◆ Supplied data
* * * * *

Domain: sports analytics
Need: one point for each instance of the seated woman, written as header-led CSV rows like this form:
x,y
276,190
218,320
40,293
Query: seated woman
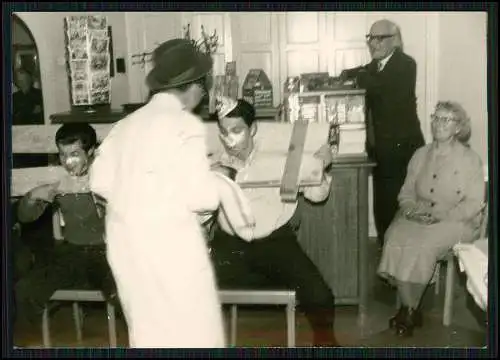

* * * * *

◆ Set problem
Rewrite the records, replacing every occurrence of "seated woman" with "standing woman" and leaving everything else unchanged. Omit the pictures from your answer.

◆ The result
Domain: sports analytics
Need: one point for each instance of the standing woman, written as header-led CSV rows like this form:
x,y
276,190
218,320
40,293
Query: standing woman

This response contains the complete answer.